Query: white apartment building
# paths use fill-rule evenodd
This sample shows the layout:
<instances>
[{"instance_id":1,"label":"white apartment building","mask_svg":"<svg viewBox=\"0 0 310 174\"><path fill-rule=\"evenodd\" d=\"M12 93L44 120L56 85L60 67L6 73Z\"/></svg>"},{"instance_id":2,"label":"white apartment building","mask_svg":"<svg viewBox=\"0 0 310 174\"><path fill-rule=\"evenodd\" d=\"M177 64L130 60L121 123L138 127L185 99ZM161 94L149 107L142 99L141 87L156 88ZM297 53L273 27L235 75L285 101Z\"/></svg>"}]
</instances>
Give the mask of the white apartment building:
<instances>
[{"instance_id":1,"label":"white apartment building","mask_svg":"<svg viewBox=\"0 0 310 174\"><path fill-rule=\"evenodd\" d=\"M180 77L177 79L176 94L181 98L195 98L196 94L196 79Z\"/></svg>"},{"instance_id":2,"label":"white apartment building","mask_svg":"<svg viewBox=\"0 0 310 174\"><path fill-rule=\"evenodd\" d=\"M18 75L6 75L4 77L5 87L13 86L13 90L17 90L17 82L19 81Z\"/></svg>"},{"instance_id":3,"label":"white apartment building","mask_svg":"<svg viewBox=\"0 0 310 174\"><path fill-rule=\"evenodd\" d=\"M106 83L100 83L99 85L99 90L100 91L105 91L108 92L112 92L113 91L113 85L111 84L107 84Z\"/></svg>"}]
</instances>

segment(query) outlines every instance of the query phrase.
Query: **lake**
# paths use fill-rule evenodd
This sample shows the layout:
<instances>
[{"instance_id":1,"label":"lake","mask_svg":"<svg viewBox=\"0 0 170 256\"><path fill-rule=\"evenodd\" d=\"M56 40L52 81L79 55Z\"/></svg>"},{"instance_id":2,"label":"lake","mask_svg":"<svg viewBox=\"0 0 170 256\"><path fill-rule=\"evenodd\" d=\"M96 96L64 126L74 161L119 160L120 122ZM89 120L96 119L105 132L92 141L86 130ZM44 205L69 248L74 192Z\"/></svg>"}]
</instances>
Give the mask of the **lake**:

^^^^

> _Your task_:
Copy out the material word for word and line for line.

> _Reply to the task_:
Query: white apartment building
# paths use fill-rule evenodd
This sample shows the layout:
<instances>
[{"instance_id":1,"label":"white apartment building","mask_svg":"<svg viewBox=\"0 0 310 174\"><path fill-rule=\"evenodd\" d=\"M12 93L44 120L56 85L60 67L6 73Z\"/></svg>"},{"instance_id":2,"label":"white apartment building","mask_svg":"<svg viewBox=\"0 0 310 174\"><path fill-rule=\"evenodd\" d=\"M177 64L130 60L121 123L138 127L185 99ZM161 94L149 107L142 99L141 87L156 88ZM297 53L273 27L235 75L285 101Z\"/></svg>"}]
</instances>
Give the mask of the white apartment building:
<instances>
[{"instance_id":1,"label":"white apartment building","mask_svg":"<svg viewBox=\"0 0 310 174\"><path fill-rule=\"evenodd\" d=\"M180 77L177 79L176 94L181 98L195 98L196 94L196 79Z\"/></svg>"},{"instance_id":2,"label":"white apartment building","mask_svg":"<svg viewBox=\"0 0 310 174\"><path fill-rule=\"evenodd\" d=\"M18 75L6 75L4 77L5 87L13 86L13 90L17 90L17 82L19 81Z\"/></svg>"},{"instance_id":3,"label":"white apartment building","mask_svg":"<svg viewBox=\"0 0 310 174\"><path fill-rule=\"evenodd\" d=\"M106 83L100 83L99 85L99 90L100 91L105 91L108 92L112 92L113 91L113 85L111 84L107 84Z\"/></svg>"}]
</instances>

segment(query) outlines every instance of the query phrase.
Query: **lake**
# paths use fill-rule evenodd
This sample shows the layout:
<instances>
[{"instance_id":1,"label":"lake","mask_svg":"<svg viewBox=\"0 0 170 256\"><path fill-rule=\"evenodd\" d=\"M56 40L52 81L79 55Z\"/></svg>"},{"instance_id":2,"label":"lake","mask_svg":"<svg viewBox=\"0 0 170 256\"><path fill-rule=\"evenodd\" d=\"M96 96L64 126L74 161L119 160L120 122ZM89 120L96 119L105 132L92 141L86 130ZM44 205L69 248L74 192Z\"/></svg>"}]
</instances>
Give the mask of the **lake**:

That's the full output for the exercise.